=== INSTRUCTIONS TO FOLLOW ===
Copy every line of the data in which the word "snack" occurs.
(SUPPLIED INFORMATION)
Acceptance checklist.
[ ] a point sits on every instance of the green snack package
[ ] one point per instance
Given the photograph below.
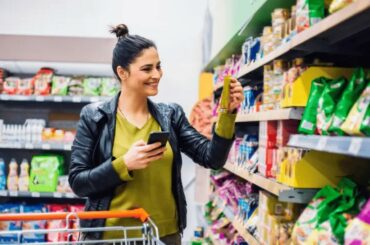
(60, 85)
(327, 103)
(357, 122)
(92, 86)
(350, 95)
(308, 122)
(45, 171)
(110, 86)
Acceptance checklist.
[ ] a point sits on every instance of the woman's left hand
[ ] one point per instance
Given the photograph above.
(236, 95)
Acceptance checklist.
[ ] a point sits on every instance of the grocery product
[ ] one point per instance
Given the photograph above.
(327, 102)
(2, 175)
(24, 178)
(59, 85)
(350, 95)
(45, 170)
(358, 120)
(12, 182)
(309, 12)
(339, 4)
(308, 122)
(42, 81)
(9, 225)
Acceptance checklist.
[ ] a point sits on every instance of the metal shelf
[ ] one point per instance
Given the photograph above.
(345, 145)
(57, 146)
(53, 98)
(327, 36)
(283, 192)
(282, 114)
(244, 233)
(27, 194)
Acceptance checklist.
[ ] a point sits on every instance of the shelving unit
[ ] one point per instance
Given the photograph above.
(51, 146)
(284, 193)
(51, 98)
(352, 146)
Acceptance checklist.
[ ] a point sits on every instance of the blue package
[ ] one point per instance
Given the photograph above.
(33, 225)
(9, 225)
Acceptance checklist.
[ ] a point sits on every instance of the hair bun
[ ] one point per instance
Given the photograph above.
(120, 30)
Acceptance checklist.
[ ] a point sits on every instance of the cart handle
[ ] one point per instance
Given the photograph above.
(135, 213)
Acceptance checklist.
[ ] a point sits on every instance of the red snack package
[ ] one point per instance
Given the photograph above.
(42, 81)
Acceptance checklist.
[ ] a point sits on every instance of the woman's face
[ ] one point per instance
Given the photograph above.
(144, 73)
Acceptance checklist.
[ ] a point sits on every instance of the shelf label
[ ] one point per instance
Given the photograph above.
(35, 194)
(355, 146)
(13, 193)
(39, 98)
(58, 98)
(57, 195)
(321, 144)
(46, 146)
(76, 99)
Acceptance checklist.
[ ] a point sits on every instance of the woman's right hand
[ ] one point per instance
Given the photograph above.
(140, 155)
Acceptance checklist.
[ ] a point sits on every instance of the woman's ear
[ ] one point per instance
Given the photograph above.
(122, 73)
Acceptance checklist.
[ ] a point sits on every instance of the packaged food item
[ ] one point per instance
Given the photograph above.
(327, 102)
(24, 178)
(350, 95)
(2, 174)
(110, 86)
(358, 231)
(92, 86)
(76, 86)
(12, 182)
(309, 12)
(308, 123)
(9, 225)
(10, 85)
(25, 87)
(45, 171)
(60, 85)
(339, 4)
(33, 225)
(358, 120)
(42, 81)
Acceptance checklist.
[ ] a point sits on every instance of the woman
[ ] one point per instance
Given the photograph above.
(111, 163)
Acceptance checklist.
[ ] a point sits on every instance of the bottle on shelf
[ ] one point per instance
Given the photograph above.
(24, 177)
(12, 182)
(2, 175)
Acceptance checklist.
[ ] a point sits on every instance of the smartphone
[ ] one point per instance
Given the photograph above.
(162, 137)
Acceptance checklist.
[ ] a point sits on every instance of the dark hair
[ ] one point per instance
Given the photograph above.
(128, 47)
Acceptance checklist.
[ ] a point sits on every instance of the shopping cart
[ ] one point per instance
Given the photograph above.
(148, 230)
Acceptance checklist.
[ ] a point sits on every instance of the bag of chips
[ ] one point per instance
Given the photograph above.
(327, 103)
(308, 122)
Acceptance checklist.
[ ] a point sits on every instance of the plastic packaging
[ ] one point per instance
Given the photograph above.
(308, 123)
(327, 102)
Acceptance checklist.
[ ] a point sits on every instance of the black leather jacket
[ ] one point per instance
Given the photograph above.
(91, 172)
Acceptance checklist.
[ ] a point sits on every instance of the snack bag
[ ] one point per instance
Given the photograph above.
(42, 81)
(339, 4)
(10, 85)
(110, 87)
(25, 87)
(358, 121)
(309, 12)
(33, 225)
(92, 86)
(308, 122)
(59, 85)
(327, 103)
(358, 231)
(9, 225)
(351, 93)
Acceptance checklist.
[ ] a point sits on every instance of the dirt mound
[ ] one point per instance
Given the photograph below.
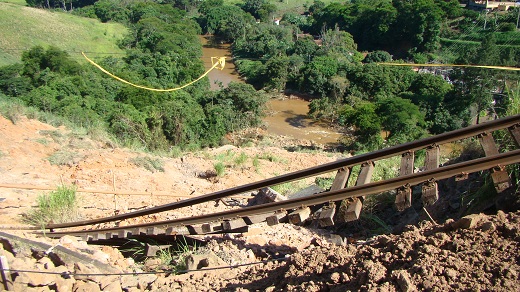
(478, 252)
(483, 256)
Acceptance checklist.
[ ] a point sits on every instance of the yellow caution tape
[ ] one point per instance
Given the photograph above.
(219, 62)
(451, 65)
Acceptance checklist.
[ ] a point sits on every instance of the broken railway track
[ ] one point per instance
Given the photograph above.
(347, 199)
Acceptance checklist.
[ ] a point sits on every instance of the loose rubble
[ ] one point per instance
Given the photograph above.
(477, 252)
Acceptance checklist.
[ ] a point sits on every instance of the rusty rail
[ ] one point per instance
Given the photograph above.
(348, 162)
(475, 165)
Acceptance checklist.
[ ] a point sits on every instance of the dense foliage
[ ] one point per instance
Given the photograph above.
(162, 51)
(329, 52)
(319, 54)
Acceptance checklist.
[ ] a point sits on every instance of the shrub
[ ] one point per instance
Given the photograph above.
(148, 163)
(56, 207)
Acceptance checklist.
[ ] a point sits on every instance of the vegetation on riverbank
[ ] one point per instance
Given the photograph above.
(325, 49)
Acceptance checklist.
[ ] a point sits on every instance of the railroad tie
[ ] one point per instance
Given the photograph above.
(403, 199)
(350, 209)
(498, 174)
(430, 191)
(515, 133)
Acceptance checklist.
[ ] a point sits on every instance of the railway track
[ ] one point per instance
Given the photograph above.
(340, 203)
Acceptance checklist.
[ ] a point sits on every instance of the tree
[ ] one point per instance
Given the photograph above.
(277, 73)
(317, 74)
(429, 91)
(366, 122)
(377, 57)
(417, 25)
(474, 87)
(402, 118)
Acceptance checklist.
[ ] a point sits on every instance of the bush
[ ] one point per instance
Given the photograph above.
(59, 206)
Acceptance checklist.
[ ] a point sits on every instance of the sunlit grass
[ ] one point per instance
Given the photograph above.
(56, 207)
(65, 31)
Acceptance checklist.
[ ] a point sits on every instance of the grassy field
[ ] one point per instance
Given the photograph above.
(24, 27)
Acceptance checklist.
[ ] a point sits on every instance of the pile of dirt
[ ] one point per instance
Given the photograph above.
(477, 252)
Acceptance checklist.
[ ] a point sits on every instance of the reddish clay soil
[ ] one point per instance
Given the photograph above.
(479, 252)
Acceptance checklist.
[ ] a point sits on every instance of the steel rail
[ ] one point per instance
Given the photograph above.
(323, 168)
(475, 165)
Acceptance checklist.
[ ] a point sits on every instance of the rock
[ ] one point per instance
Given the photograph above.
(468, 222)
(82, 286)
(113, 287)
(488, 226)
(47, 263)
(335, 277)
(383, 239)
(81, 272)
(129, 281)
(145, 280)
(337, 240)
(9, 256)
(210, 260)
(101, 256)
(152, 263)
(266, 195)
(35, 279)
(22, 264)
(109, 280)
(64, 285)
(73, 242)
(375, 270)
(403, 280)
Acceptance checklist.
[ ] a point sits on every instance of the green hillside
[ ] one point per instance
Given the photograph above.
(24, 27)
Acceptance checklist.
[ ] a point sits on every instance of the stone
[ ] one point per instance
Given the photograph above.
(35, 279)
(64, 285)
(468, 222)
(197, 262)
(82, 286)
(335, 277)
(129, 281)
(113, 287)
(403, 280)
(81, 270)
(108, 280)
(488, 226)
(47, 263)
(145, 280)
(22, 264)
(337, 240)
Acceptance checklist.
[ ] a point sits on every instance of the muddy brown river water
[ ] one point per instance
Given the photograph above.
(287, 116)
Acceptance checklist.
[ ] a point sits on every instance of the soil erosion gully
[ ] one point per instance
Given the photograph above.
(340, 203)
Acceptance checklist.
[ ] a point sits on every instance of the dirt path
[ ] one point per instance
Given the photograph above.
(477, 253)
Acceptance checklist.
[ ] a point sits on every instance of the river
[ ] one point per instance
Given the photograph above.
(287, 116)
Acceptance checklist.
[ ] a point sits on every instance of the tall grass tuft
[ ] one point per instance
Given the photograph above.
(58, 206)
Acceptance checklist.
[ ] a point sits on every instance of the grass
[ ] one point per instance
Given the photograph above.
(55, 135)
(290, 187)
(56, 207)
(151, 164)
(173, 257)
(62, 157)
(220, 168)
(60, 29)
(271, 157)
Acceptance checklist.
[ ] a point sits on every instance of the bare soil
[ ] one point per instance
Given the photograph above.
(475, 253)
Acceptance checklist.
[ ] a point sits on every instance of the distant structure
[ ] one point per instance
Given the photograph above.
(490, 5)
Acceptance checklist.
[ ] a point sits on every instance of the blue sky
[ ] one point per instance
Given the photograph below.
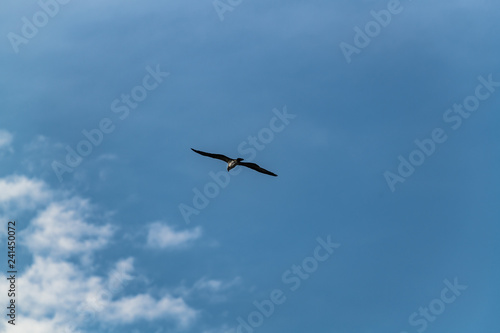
(End SUPPLIED INFORMATION)
=== SOLUTION ===
[ ] a point sits on every instance of the green snack package
[ ] a point sits on every instance of the red snack package
[ ] a point sits on every instance of the snack bag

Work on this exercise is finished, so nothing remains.